━━━ DATASET ROWS ━━━

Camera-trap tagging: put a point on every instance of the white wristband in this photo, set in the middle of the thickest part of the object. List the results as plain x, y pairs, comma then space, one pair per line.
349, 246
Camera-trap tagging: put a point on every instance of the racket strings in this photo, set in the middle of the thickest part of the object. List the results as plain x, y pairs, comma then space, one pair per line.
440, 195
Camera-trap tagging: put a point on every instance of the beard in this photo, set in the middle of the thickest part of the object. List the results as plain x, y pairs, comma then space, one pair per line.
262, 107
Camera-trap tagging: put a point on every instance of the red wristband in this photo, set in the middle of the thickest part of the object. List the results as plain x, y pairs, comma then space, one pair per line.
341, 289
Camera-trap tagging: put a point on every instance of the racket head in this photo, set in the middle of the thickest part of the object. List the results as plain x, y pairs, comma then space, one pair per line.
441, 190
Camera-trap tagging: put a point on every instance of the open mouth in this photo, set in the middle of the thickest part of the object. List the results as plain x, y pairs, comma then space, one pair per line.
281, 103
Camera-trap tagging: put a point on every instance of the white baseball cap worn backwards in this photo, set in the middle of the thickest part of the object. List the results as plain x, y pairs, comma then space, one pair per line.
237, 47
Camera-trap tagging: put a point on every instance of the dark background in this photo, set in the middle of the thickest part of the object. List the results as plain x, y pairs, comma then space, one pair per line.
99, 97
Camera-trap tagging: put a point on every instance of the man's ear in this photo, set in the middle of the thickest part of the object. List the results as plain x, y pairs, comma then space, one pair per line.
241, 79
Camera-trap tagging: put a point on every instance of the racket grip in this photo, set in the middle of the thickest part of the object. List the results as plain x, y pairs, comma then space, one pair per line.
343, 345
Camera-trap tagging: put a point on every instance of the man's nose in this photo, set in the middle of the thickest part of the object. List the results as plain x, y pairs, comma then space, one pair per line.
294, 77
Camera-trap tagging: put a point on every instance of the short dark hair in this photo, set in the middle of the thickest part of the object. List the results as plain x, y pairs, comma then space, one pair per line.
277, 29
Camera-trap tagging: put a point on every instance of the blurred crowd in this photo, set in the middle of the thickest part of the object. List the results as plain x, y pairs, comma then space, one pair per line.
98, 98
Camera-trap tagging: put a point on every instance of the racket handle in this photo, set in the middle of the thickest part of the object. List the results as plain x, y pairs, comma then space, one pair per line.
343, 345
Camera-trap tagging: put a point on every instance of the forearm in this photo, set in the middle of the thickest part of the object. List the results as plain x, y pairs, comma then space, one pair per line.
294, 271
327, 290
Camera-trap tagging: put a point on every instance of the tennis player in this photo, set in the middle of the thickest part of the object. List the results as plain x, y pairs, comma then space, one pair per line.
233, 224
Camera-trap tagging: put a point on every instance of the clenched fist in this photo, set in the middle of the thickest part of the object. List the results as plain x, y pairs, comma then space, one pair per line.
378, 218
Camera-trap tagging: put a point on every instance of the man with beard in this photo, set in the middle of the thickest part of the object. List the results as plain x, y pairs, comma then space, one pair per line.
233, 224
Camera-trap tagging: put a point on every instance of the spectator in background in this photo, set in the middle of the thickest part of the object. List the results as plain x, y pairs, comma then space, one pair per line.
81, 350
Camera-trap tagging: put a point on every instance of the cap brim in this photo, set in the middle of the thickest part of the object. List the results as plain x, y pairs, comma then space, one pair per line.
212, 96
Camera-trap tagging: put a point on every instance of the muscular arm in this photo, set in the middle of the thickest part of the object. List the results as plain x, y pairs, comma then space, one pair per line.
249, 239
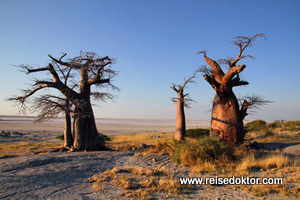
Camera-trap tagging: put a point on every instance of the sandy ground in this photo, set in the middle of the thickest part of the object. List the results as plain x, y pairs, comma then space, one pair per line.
63, 175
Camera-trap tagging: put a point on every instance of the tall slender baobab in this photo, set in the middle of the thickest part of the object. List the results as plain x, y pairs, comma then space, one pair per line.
93, 71
227, 116
182, 101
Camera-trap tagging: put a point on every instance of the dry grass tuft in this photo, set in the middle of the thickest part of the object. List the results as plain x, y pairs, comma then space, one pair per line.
25, 148
140, 182
137, 141
274, 161
204, 167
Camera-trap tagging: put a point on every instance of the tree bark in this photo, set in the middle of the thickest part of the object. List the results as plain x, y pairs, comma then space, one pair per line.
68, 138
86, 136
180, 130
226, 121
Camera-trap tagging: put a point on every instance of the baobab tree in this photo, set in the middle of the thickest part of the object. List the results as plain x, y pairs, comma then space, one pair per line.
227, 114
93, 71
182, 100
50, 107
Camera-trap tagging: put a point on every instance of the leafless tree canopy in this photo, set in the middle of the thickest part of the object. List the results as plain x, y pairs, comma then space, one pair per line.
64, 73
78, 80
179, 89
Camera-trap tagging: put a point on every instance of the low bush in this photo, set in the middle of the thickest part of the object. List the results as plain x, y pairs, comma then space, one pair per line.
292, 125
197, 133
105, 137
206, 149
256, 125
60, 137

━━━

**INSTRUCTIONS FOR THE TASK:** Without including any picture, retype the entries exactly.

**OUTPUT OF THE EXERCISE:**
Camera-trap tagging: put a point on every instance of the white wristband in this photo, set in the middle of the thickest part of the object. List the results as plain x, y pairs, comma then space, one pair per line.
349, 246
Camera-trap tagging: put a point on every instance of the racket strings in this photo, set in the middle of the thickest part of the object. List the results as plain x, y pairs, comma then space, one pair per line.
440, 195
Camera-trap tagging: put a point on every instance of the beard in this photo, set in the middle of the thickest part of the object. List the results as plain x, y pairs, comma then space, one pair per line.
262, 107
Camera-trap tagging: put a point on every instance of the red wristband in this photo, set in the middle of the thickest part of the object. List the results as plain x, y pairs, comma then space, one pair per line.
341, 289
Camera-trap tagging: put a point on every instance of the racket head in this photo, set in the middle of the thickest part of the object. List the results as plain x, y pairs, comma then space, one pair per line.
441, 190
Camera-trap tagging: put a point on every instance of the open mouth in this photo, set in the middle of the thickest part of the object. List the results as plain x, y pairs, comma then space, one pair per line.
281, 103
Camera-trap tagging: put a point on every instance of the white baseball cap worn backwards in this photo, set in the middle of the thickest part of the object. List the results as plain x, y pairs, comma then space, one pair per line.
237, 47
Camera-trap tagging: put a point on every instance of the dark background in this photo, set in the middle of the thickest part of the object. List the results as plain x, y pairs, comma then space, one pair per line.
99, 97
Camera-trap tagging: put a point on every instance of the man's ear in this photo, set in the middle of the thickest part of the object. List the results as plain x, y pairs, comma then space, one pair per line.
241, 79
Camera-trap tagging: put a point on every instance of the racket grip in this photo, set in the middle of the thickest part of the object. List the results as plain x, y pairs, comma then space, one pair per line.
343, 345
Camera-trap tagging: put a point on every instance of the man's nose in this photo, set in the middle of the thickest part of the object. List the results as plain x, y pairs, comma then space, one pair per line.
294, 77
Camera-trap tagging: put a point on every instance of the short dark hair in this photo, set in the middle of the thickest part of the object. List the results as plain x, y pairs, comma then space, one pair per line.
277, 29
Camera-trap tagging: put a point on every instance of the blurred crowd in this photo, set in the middle of the thickest part of the object. List the results as plain x, y pairs, comma then space, one pair per line.
98, 98
Camera-trap tagging: put a point on every instance of the racket handle in this photo, set in the middle of the thickest part of the object. List the results as plain x, y pairs, comma then space, one pair per line.
343, 345
Camera-trap tagging: put a point on every instance of the forearm in this photo, set in the middle of the thickest part of the object. List the results as plain x, y pairs, comma then space, one pair per line.
294, 271
327, 290
Camera-trap tagging: put a point on every instance of the tennis player in this photo, set in the middle of the thickest part of the object. List the results as plain x, y pairs, comma then space, one pair per line.
233, 224
Camera-trap tagging: put a point on every instance of the clenched fist in this photo, set in the middle of the thickest part of the object. List the results as plain x, y pairs, comma then space, one pair per line.
378, 218
Camera-trap tagging: put a point on every instance of the man with beard in this photo, set in the middle of the thickest part of the object. List the results as plain x, y pairs, comma then space, one pair per line.
233, 224
Camera-trap tagging: put a point on every instance of the spectator in background in this photo, set in the middle of the thickest part of the object. List the results as plain x, y pairs, comma then space, one pair per line.
81, 350
Camera-trap tagging: put a point on every instance of the cap brim in this photo, set in the middle of the thickest part of the object. List the results as plain x, y pairs, comma then space, one pair per line.
212, 96
Camera-trap tagging: put a point on every instance of the muscular arm in this photo, set in the middle of the thickest part of the object. List the results as plain x, y pairs, comma then space, one pair per line.
249, 239
Camera-trap tagging: put a point on every instance of the sandy ground in this photo, set in the middle of the thickest part of the object. List the results as plain x, y pairs, comma then space, one pair per line.
63, 175
Camera-trap tagging: put a point on every instance of the tall slender baobab in this photo, set in the middle of the thickest part of the object. List the results as plain x, y pairs, comma then space, one pair per line.
93, 71
227, 116
182, 101
Camera-trap tagging: put a point on every instance of the dry grass tuft in this photo, set in the middle of the thickest part of the object. List the results as plain x, y pairs, comma then space, one pair per line.
25, 148
140, 182
137, 141
274, 161
204, 167
Camera-trap tagging: put a point on every instance of the tree bark in this photo, set in the middle of the thickest part of the object. List the results as plain x, y pairs, comma then space, one pair per line.
68, 138
86, 136
180, 130
226, 121
Camera-trap tagging: put a point on every instance of the baobab tree in this photo, set in the middle of the thickest part of the object. List the results as plain x, y pairs, comma then space, one pair per line.
227, 114
93, 71
182, 100
50, 107
Camera-trap tagging: put a point on every instance of the leafless tree canopy in this photo, set in the middle of the thickest part of the object. List the results as plain x, y pairs, comma then space, one pair per line.
64, 73
78, 80
179, 89
Camera-trap tagging: put a point on every instance of the low bush in this photo, set in the middle of the thickest part of the object. List the results as plain x, y pairs, comma then space, one pair per line.
292, 125
197, 133
105, 137
206, 149
256, 125
60, 137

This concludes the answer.